───── SOURCE TEXT

Drilled Down: This Is Not the First Time Climate Has Been Part of the "Culture War"
A new report out last week from the Institute for Strategic Dialogue provides an updated look at the narrative frameworks, strategies, and key messengers of climate obstructionism. As with last month's InfluenceMap report, researchers found that "culture war" messaging is emerging as a dominant trend in climate disinformation, particularly the idea that climate policy is the realm of liberal elites, not "real" Americans, and the tendency to lump climate concerns under the umbrella of "identity politics."
There are those in the climate space—many of them climate scientists—who have argued for years that muddying the waters of climate with social justice is a losing strategy. They might imagine themselves vindicated by this report. They are not.
For a start, this messaging is not new. Corporations and others who benefit from the status quo have always dismissed environmental concerns as elitist, from Rachel Carson's "silly" concerns about the birds to the climate alarmism of coastal intellectuals. And it was the environmental movement's, and then the climate movement's, refusal to connect ecosystem destruction to the unjust power structures that catalyzed and continue to allow it, to see their issue as directly connected to other issues of inequity, that opened up the floodgates to "identity" messaging. Ignoring issues of race, class, and gender, allowing the climate movement to remain for so long a place for wealthy white people to avoid grappling with these issues, denying how they directly intersect with the climate crisis, was a weakness, not a strength. A weakness that was easily exploited, first by oil companies "wokewashing" and now by obstructionists painting climate with the "cancel culture" brush.

──────────
───── PROVIDED INFORMATION

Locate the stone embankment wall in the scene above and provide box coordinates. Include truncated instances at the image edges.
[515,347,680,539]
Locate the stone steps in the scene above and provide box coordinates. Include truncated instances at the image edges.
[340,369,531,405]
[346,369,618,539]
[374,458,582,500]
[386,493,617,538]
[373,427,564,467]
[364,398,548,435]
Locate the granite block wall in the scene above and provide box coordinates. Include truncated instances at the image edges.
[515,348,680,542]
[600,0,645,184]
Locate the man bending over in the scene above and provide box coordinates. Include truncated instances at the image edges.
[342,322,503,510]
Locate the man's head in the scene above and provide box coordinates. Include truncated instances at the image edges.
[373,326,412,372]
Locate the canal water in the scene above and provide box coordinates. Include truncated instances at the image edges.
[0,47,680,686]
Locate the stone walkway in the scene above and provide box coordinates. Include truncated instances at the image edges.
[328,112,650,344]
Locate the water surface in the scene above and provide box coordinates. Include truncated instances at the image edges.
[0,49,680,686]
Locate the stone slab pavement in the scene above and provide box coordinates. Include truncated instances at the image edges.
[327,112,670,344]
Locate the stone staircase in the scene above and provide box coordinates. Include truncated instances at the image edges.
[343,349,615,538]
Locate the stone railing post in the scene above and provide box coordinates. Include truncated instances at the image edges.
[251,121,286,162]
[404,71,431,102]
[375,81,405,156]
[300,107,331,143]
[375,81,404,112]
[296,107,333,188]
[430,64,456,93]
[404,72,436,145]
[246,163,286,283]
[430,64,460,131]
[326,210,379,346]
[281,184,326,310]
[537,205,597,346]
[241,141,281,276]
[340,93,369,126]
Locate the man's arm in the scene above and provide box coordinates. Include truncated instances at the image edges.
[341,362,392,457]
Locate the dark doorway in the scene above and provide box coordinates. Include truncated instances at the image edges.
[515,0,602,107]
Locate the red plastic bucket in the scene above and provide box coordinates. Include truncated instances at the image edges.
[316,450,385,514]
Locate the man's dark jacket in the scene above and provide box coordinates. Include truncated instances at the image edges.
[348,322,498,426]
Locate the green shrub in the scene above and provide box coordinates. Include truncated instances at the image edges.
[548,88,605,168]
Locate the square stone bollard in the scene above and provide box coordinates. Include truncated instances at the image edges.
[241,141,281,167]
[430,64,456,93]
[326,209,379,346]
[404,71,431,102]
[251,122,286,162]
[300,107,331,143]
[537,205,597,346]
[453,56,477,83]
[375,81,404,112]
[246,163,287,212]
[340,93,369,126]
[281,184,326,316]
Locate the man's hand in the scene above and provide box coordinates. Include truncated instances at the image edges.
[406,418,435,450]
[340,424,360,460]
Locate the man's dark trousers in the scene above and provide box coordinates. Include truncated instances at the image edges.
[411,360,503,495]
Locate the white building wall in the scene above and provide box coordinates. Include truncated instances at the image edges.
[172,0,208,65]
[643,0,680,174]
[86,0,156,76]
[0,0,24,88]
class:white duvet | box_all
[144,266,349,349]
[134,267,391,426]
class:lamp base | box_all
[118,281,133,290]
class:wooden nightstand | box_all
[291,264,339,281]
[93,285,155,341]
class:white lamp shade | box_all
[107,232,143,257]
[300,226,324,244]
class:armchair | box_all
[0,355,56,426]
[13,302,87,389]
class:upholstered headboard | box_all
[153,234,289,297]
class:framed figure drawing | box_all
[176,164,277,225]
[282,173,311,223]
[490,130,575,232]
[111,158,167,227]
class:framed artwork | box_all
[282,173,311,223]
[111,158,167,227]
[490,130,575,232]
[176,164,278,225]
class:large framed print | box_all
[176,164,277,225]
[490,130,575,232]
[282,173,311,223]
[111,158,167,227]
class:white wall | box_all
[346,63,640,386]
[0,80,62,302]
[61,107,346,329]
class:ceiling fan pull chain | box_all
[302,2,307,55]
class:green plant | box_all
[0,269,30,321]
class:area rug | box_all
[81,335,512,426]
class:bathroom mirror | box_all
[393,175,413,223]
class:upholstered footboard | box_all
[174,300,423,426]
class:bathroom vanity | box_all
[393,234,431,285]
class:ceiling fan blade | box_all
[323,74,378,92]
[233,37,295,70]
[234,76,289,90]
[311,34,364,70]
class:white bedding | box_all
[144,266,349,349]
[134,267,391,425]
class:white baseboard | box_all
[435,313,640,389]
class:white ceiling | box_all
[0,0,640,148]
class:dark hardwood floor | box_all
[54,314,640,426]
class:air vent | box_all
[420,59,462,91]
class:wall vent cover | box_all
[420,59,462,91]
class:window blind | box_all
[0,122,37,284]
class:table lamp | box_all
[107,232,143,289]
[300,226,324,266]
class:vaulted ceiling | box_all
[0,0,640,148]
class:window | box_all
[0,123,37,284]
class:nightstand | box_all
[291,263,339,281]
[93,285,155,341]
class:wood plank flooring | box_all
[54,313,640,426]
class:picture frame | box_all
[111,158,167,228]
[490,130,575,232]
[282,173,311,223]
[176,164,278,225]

──────────

**WORK INSTRUCTIONS:**
1. Reproduce the passage of the Drilled Down article starting with "Drilled Down: This" and going on through "They are not.".
2. In the Drilled Down article, which organization put out the new report last week?
3. Turn the paragraph of the Drilled Down article that opens "For a start, this messaging is not new" into a short bulleted list that keeps its main points.
Work only from the Drilled Down article when answering.

**ANSWERS BY TASK:**
1.
Drilled Down: This Is Not the First Time Climate Has Been Part of the "Culture War"
A new report out last week from the Institute for Strategic Dialogue provides an updated look at the narrative frameworks, strategies, and key messengers of climate obstructionism. As with last month's InfluenceMap report, researchers found that "culture war" messaging is emerging as a dominant trend in climate disinformation, particularly the idea that climate policy is the realm of liberal elites, not "real" Americans, and the tendency to lump climate concerns under the umbrella of "identity politics."
There are those in the climate space—many of them climate scientists—who have argued for years that muddying the waters of climate with social justice is a losing strategy. They might imagine themselves vindicated by this report. They are not.

2. The Institute for Strategic Dialogue.

3.
- The messaging is not new: corporations and others who benefit from the status quo have always dismissed environmental concerns as elitist, from Rachel Carson's "silly" concerns about birds to the climate alarmism of coastal intellectuals.
- The environmental and climate movements refused to link ecosystem destruction to the unjust power structures behind it, or to see their cause as connected to other inequities, which opened the way to "identity" messaging.
- By ignoring race, class, and gender, the climate movement long remained a place for wealthy white people to avoid these issues and denied how they intersect with the climate crisis.
- This was a weakness that was easily exploited, first by oil companies "wokewashing" and now by obstructionists tying climate to "cancel culture."